→ **Given passage**:
Segment Open

One patient was wheeled down the hallway, stable after an open-heart surgery.

A cardiovascular nurse practitioner whizzed in and out of the office, called to scrub in on another procedure.

In his office, Dr. Jack Patterson watched black-and-white images take shape on his computer screen, reviewing the treatment of a successful case.

On a typical Monday morning, the STEMI Receiving center at Henry Mayo Newhall Memorial Hospital was pulsing with activity. From the hallway buzz of conversations to the quiet of an operating room, the Henry Mayo staff was busy treating hearts and saving lives.

In December 2013, the hospital received a STEMI Receiving Center designation, allowing heart attack patients to now be transported directly to Henry Mayo, where they can receive a full spectrum of cardiac care, said Jean Marie Stewart, the senior director of cardiovascular services.

Gearing up the center to receive heart attack patients took a couple of years, Stewart said. The hospital had to recruit enough doctors and specialized interventional cardiologists to support the center 24/7.

Segment Closed

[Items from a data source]
Segment Open

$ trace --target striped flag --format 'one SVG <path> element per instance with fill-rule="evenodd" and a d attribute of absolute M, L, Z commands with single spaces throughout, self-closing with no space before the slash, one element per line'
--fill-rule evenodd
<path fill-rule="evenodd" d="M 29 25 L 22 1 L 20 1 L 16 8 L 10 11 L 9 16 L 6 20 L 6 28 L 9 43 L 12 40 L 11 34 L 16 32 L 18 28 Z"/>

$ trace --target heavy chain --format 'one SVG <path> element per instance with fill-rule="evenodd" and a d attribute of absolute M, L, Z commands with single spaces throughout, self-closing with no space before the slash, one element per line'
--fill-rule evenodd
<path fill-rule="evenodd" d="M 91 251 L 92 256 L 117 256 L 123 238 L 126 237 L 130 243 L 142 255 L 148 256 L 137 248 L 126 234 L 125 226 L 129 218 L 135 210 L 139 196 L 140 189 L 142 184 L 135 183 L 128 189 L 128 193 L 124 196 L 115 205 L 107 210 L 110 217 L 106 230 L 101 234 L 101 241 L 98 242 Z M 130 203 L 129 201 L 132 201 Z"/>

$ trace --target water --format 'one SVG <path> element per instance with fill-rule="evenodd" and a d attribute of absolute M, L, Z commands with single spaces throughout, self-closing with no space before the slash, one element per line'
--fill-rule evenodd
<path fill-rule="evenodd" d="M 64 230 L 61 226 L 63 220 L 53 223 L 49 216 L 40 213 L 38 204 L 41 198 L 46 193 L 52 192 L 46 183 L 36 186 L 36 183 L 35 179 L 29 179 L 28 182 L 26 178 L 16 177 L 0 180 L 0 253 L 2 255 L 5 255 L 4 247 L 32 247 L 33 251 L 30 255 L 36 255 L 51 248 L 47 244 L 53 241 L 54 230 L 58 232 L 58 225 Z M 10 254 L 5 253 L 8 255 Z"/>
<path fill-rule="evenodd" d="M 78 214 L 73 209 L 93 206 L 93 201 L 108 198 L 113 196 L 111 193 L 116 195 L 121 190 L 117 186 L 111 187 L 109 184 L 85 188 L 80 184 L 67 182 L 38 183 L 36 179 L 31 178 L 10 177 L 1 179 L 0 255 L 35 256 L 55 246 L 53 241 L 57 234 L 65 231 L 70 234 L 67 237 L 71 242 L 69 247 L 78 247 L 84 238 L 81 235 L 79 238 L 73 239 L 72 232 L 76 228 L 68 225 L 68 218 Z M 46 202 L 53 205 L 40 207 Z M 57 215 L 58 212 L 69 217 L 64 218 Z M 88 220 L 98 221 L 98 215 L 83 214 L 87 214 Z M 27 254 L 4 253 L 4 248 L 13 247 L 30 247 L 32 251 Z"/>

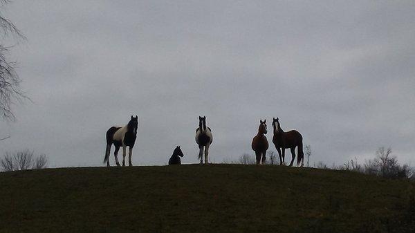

Segment Closed

→ **Your tasks**:
1) From the article on the Henry Mayo STEMI center, copy the text between "One patient was" and "a successful case.", inclusive.
2) Condense the paragraph of the article on the Henry Mayo STEMI center that begins "In December 2013," keeping its main facts.

→ **Solutions per task**:
1)
One patient was wheeled down the hallway, stable after an open-heart surgery.

A cardiovascular nurse practitioner whizzed in and out of the office, called to scrub in on another procedure.

In his office, Dr. Jack Patterson watched black-and-white images take shape on his computer screen, reviewing the treatment of a successful case.

2) According to Jean Marie Stewart, senior director of cardiovascular services, Henry Mayo was designated a STEMI Receiving Center in December 2013. Heart attack patients can now go directly there for a full spectrum of cardiac care.